### WHAT IS ASKED
Rewrite the listing below with every occurrence of "weathered stone" changed to "eroded rock" and everything else left as it is. Omit the pictures from your answer.

═══ ENTRIES

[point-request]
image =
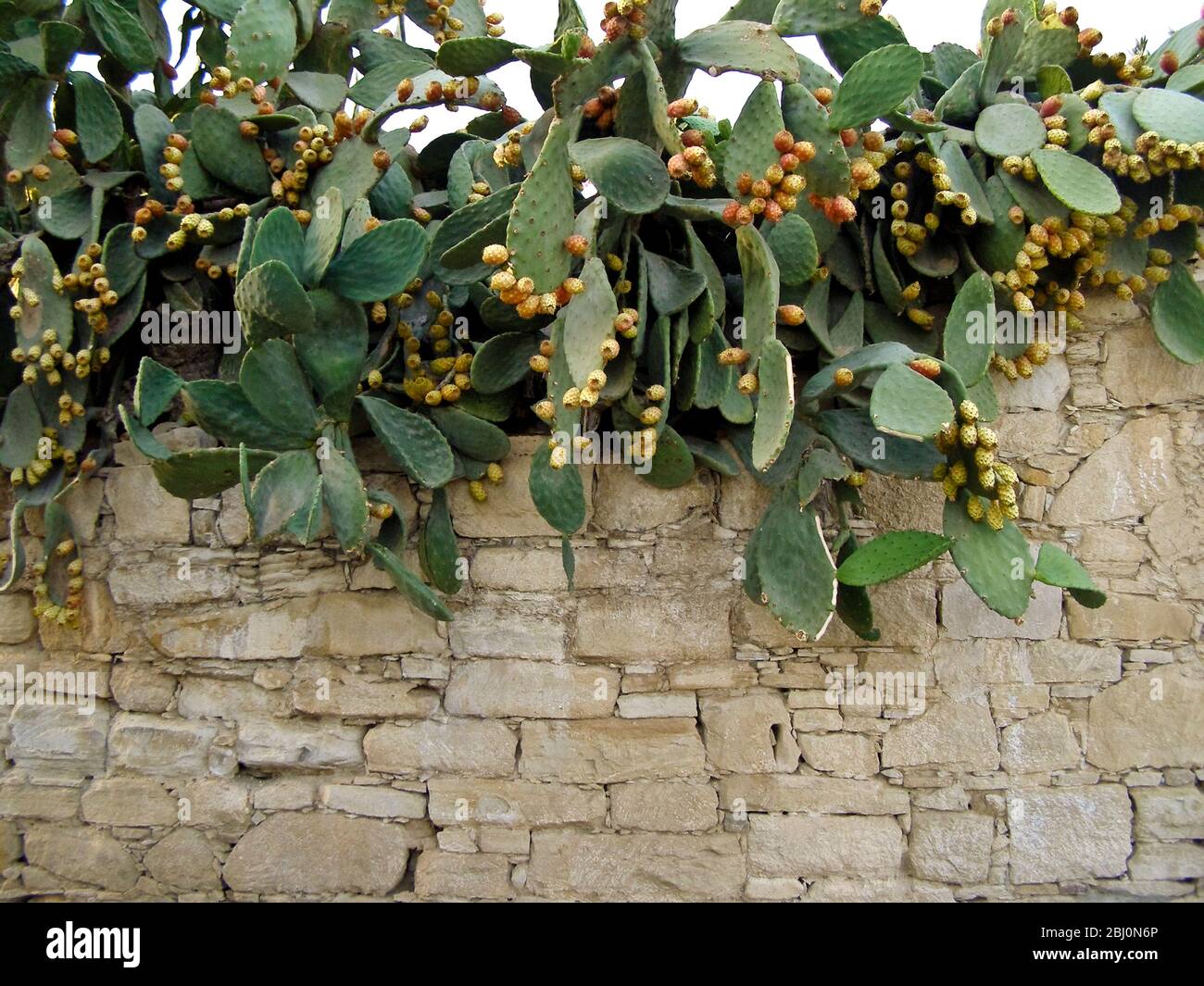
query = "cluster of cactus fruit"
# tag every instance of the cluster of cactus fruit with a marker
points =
(810, 293)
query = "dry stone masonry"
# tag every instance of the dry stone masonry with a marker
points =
(278, 724)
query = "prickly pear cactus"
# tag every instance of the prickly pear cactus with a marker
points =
(814, 291)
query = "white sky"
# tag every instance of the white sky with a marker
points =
(926, 23)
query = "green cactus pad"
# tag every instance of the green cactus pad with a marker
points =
(890, 556)
(853, 431)
(412, 442)
(1172, 116)
(795, 568)
(470, 435)
(437, 550)
(155, 390)
(871, 359)
(474, 56)
(589, 321)
(1056, 568)
(283, 488)
(558, 495)
(272, 381)
(345, 499)
(829, 172)
(121, 34)
(739, 46)
(908, 405)
(542, 216)
(794, 247)
(775, 408)
(203, 473)
(378, 264)
(970, 329)
(1178, 313)
(999, 53)
(263, 39)
(280, 237)
(794, 19)
(821, 464)
(97, 123)
(321, 239)
(846, 46)
(750, 148)
(1010, 128)
(671, 287)
(875, 84)
(22, 429)
(225, 153)
(629, 173)
(272, 295)
(408, 584)
(673, 464)
(1076, 183)
(1044, 46)
(997, 565)
(502, 361)
(761, 289)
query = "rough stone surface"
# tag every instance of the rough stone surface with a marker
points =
(284, 725)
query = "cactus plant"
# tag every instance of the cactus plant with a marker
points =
(624, 260)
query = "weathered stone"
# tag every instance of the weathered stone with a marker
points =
(1148, 720)
(1157, 861)
(847, 755)
(456, 746)
(638, 867)
(140, 688)
(359, 624)
(184, 858)
(625, 502)
(59, 737)
(749, 733)
(128, 802)
(477, 876)
(964, 616)
(500, 628)
(281, 743)
(1072, 661)
(83, 855)
(1131, 618)
(610, 750)
(510, 512)
(153, 744)
(1169, 813)
(373, 801)
(811, 794)
(145, 513)
(502, 688)
(950, 846)
(631, 629)
(950, 734)
(1139, 375)
(17, 622)
(513, 803)
(1070, 833)
(1127, 477)
(669, 805)
(318, 854)
(1039, 743)
(823, 845)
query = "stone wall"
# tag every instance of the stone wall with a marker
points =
(280, 724)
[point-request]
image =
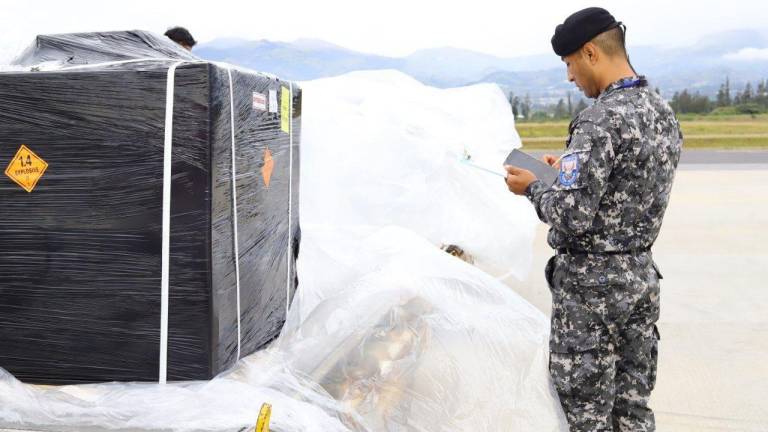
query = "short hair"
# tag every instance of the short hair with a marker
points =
(611, 42)
(181, 36)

══════

### EXERCISE RESPONSE
[point-request]
image =
query = "cluster of cactus fruit"
# tag every instance of the cluster of cactus fruit with a marker
points =
(810, 293)
query = "dry stone masonry"
# tag every instance of the dry stone masonry with a marker
points =
(278, 724)
query = "prickly pear cactus"
# tag every instance of the prickly pear cactus with a marker
points =
(814, 291)
query = "white sky"
# tag every instance of the white sky with a marker
points =
(926, 23)
query = "green cactus pad"
# tag every instance of the green cactus pad with a marker
points =
(890, 556)
(853, 431)
(412, 442)
(1172, 116)
(795, 568)
(470, 435)
(437, 550)
(155, 390)
(871, 359)
(474, 56)
(589, 321)
(1056, 568)
(283, 488)
(558, 495)
(272, 381)
(345, 499)
(829, 172)
(121, 34)
(739, 46)
(908, 405)
(542, 216)
(794, 247)
(775, 408)
(203, 473)
(378, 264)
(970, 329)
(1178, 313)
(999, 53)
(263, 39)
(280, 237)
(794, 19)
(821, 464)
(97, 123)
(321, 239)
(846, 46)
(750, 148)
(1010, 128)
(671, 287)
(875, 84)
(22, 429)
(225, 153)
(629, 173)
(272, 295)
(408, 584)
(673, 464)
(1076, 183)
(1044, 46)
(997, 565)
(502, 361)
(761, 289)
query = "rough stone surface"
# tag every instance of the rough stone surface with a marker
points =
(284, 725)
query = "cactus plant"
# tag every instance of the cactus plant with a marker
points =
(624, 260)
query = "eroded rock"
# tag every instance of the eroded rock with a marker
points =
(1148, 720)
(1157, 861)
(847, 755)
(456, 746)
(638, 867)
(140, 688)
(359, 624)
(184, 858)
(625, 502)
(59, 737)
(749, 733)
(128, 802)
(477, 876)
(964, 616)
(500, 628)
(281, 743)
(1072, 661)
(83, 855)
(1131, 618)
(610, 750)
(510, 512)
(153, 744)
(1169, 813)
(373, 801)
(811, 794)
(145, 513)
(502, 688)
(950, 846)
(631, 629)
(950, 734)
(1139, 375)
(17, 622)
(513, 803)
(1070, 833)
(1127, 477)
(669, 805)
(318, 854)
(1039, 743)
(823, 845)
query = "stone wall"
# tag every instance of the stone wall with a marker
points =
(280, 724)
[point-request]
image =
query = "short hair"
# tag every instance of the short hair with a marker
points =
(611, 42)
(181, 36)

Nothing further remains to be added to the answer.